[Saved entries]

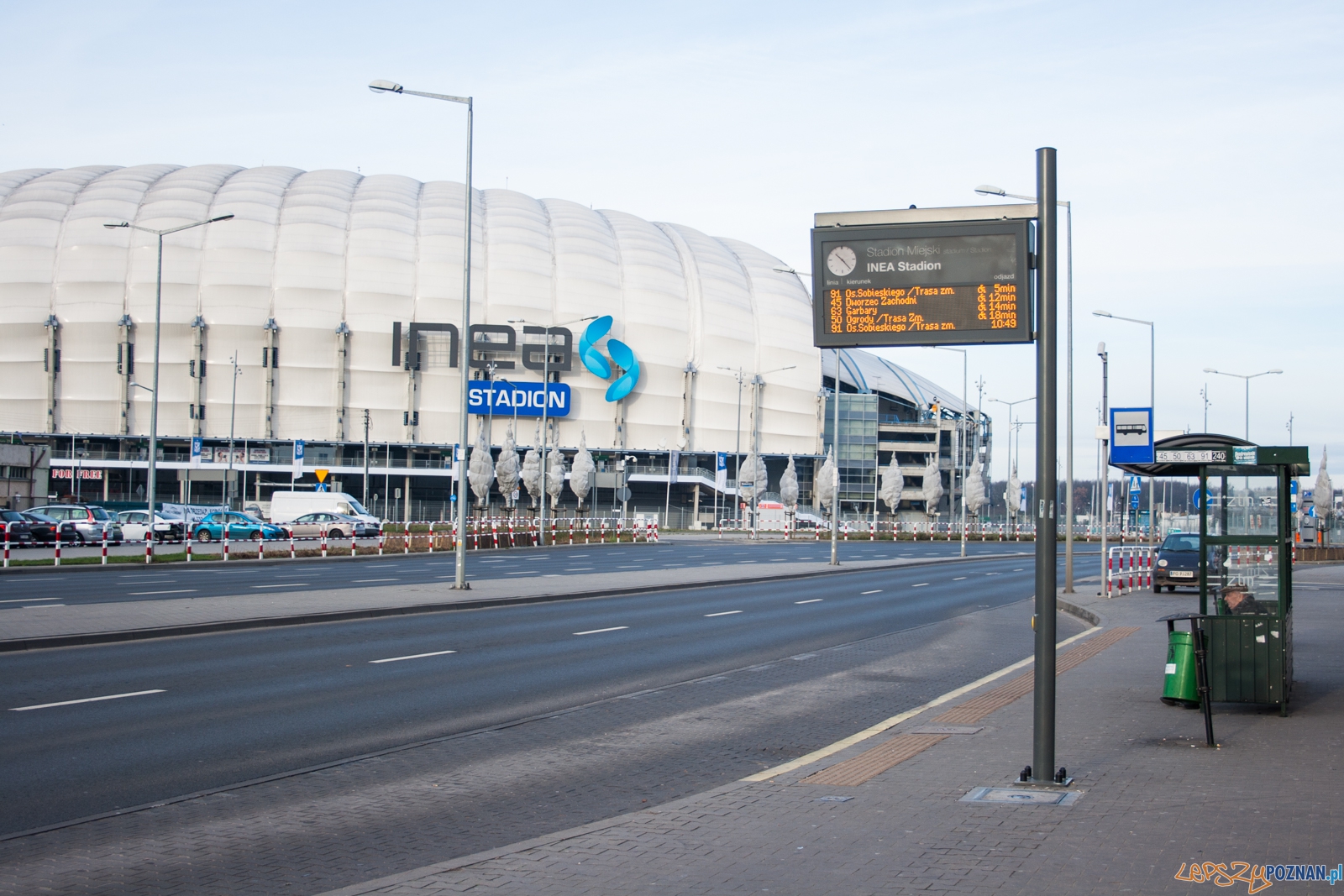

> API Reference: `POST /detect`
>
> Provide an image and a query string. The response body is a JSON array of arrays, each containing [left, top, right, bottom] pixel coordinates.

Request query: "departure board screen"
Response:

---

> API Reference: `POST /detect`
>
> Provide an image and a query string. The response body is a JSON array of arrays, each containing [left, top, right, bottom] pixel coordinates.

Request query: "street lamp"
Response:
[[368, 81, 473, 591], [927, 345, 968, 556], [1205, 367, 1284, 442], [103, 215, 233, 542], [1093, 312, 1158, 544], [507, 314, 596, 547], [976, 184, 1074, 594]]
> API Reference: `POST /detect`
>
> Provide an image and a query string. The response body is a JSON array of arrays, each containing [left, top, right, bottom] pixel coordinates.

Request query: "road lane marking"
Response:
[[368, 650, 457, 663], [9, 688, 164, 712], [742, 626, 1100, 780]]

INSTRUCTIONS FOR THE TASK
Select each line of the material above that contains the string "Request", matching case exactly, and copy those lines out.

FULL RESPONSE
Request query: "departure board screen"
Request query: "street lamp"
Request query: "road lane marking"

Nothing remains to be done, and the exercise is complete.